_TRY IT:_ The output should match the data below line for line.

_SOURCE DATA:_
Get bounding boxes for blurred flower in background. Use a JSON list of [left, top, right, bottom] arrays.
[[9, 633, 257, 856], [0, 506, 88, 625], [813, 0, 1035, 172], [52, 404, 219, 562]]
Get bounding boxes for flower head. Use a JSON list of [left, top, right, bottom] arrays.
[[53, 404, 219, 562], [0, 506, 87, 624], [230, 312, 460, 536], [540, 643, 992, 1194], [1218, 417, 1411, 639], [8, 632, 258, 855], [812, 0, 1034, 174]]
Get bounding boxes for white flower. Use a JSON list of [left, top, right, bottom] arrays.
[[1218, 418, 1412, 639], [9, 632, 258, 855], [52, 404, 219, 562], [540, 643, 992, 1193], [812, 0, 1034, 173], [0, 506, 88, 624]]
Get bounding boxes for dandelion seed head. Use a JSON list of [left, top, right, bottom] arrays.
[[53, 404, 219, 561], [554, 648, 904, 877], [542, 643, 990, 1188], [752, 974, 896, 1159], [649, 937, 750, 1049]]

_TASK OUTPUT:_
Get bounding boxes for blurred flower in background. Use a JSON list of [left, top, right, bottom] arrays.
[[9, 633, 257, 856], [0, 506, 88, 625], [813, 0, 1035, 172], [52, 404, 219, 562]]
Get bounding boxes for flower head. Use a JSON list of [left, top, right, bottom] arrays.
[[53, 404, 219, 562], [0, 506, 87, 624], [230, 312, 460, 536], [540, 643, 992, 1194], [1218, 417, 1411, 639], [8, 632, 258, 855], [812, 0, 1034, 174]]
Get bounding boxes for white flower. Use a JSON list of [left, top, right, bottom] arrays.
[[1218, 418, 1412, 639], [9, 632, 258, 855], [52, 404, 219, 562], [540, 643, 992, 1193], [812, 0, 1034, 173], [0, 506, 88, 624]]
Get bounding boxes for dandelion seed head. Use a JSON list of [left, top, right, bottom] arrays.
[[53, 404, 219, 561], [554, 648, 904, 877], [542, 643, 990, 1188], [752, 974, 896, 1159], [649, 937, 750, 1049]]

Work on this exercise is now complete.